Pointing and labeling entries:
►
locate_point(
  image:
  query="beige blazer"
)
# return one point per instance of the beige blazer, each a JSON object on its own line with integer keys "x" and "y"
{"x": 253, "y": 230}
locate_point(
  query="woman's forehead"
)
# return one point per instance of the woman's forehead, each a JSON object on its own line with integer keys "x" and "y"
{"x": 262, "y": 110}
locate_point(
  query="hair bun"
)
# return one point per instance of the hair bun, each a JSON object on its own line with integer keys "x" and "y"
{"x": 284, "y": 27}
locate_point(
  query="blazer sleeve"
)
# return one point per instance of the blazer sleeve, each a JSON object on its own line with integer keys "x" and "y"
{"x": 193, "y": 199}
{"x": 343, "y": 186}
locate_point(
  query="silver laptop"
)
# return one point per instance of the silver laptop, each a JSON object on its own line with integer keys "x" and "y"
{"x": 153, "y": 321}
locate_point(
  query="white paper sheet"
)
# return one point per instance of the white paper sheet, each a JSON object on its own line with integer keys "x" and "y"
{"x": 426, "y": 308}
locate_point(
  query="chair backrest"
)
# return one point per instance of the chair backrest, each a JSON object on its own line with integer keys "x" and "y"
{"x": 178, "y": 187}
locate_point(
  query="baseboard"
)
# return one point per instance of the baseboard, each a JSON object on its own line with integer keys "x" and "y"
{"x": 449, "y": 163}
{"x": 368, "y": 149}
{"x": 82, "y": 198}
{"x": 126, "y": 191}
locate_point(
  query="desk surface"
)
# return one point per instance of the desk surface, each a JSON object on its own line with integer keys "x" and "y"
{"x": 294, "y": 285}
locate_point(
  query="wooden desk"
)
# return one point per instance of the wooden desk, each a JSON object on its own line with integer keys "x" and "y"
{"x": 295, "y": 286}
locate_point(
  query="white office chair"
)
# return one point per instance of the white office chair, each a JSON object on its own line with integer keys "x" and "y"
◄
Print every entry exactly as it appears.

Answer for the task:
locate_point(
  image:
  query="beige blazer"
)
# return one point per instance of the beige blazer, each a JSON object on its own line with integer keys "x" and "y"
{"x": 253, "y": 230}
locate_point(
  query="woman's forehead"
)
# return one point per instance of the woman's forehead, each a JSON object on its own line with integer keys "x" and "y"
{"x": 262, "y": 110}
locate_point(
  query="hair bun"
)
# return one point per instance of the hair bun, each a JSON object on its own line with integer keys "x" and "y"
{"x": 284, "y": 27}
locate_point(
  query="blazer sleeve"
)
# return one point per instance of the blazer sleeve, each a JSON object on its own line with integer keys "x" and "y"
{"x": 193, "y": 199}
{"x": 343, "y": 186}
locate_point(
  query="silver laptop"
)
# return one point per instance of the silver laptop, each a JSON object on its own line with integer keys "x" and "y"
{"x": 153, "y": 321}
locate_point(
  query="white paper sheet"
)
# return one point per instance of the white paper sheet, each a JSON object on its own line with integer keys "x" and "y"
{"x": 426, "y": 308}
locate_point(
  query="chair backrest"
)
# return one point per instance of the chair backrest, each a JSON object on its own line with integer keys "x" and "y"
{"x": 178, "y": 187}
locate_point(
  query="baseboard"
)
# return one point per instance of the baseboard, each a JSON object on its own line with integer keys "x" and "y"
{"x": 449, "y": 163}
{"x": 368, "y": 149}
{"x": 82, "y": 198}
{"x": 126, "y": 191}
locate_point(
  query="desk surface"
)
# return one point per instance of the desk surface, each a JSON object on its own line with integer keys "x" and "y"
{"x": 294, "y": 285}
locate_point(
  query="wooden desk"
)
# return one point per instance of the wooden desk, each a JSON object on its own line with integer keys "x" and "y"
{"x": 295, "y": 286}
locate_point(
  query="white office chair"
)
# return one point per instance of the white office chair, each a JSON object on its own line with integer keys "x" and "y"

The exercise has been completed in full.